To do: Rewrite the material from its start through the line containing "MULTIPOLYGON (((971 413, 959", keeping every line including the requests. Multiply each coordinate in the answer outlines by 2.35 and round to whole numbers, halves up, leaving the numbers in the requests and their format samples unchanged.

::: Dataset entries :::

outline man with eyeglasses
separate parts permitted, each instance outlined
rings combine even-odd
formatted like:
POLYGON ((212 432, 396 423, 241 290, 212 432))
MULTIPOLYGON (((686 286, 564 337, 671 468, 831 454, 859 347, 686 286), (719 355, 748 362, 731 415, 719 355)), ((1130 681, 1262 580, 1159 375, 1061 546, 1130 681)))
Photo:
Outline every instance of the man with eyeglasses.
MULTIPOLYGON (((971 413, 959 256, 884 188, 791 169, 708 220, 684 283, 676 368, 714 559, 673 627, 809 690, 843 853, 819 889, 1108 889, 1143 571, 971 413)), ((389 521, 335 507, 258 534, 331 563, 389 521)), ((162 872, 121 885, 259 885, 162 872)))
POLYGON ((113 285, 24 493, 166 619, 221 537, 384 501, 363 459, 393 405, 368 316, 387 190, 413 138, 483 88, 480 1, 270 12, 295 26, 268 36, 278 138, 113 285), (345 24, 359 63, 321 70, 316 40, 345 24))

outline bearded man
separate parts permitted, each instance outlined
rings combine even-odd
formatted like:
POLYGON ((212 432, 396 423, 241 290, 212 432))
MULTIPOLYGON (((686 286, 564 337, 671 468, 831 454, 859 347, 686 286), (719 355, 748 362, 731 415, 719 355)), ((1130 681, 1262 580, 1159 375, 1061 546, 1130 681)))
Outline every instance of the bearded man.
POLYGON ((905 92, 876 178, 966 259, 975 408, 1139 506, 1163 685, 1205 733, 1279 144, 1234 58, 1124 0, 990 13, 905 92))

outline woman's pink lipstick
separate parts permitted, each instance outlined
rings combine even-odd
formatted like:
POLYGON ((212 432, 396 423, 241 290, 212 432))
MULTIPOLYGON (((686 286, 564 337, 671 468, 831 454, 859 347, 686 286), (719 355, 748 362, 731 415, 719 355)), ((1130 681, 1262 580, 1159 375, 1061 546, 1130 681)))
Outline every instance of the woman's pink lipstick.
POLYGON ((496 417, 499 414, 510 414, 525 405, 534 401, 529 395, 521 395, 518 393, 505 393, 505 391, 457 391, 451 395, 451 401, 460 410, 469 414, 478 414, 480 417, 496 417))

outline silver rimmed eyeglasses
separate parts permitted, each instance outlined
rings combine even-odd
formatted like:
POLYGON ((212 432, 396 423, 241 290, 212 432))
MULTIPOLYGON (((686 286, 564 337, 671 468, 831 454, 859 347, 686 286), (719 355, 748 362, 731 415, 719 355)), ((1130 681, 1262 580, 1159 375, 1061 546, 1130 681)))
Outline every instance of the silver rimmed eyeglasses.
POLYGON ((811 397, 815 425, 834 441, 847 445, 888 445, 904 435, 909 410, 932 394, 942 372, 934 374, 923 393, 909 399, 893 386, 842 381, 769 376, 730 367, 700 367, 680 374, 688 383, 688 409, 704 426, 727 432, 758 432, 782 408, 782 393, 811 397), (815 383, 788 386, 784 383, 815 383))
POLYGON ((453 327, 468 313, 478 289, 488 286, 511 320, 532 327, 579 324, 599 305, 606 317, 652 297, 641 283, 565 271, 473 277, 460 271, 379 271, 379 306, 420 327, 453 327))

:::

Written response:
outline man with eyeglasses
separate parts permitted, each instance outlined
rings combine even-odd
formatted like:
POLYGON ((212 432, 396 423, 241 290, 212 432))
MULTIPOLYGON (((686 286, 564 337, 671 468, 831 454, 859 347, 686 286), (719 355, 748 362, 731 415, 719 355)), ((1130 681, 1262 580, 1159 375, 1061 546, 1130 681)))
Photo:
Outline every instance of the man with eyeglasses.
MULTIPOLYGON (((2282 971, 2254 602, 2077 442, 1859 397, 1664 517, 1607 665, 1589 865, 1678 1314, 1582 1473, 1901 1622, 1981 2005, 1925 2089, 2604 2089, 2686 1342, 2282 971)), ((914 1224, 787 1191, 606 1255, 778 1323, 914 1224)), ((381 2049, 284 2080, 609 2080, 381 2049)))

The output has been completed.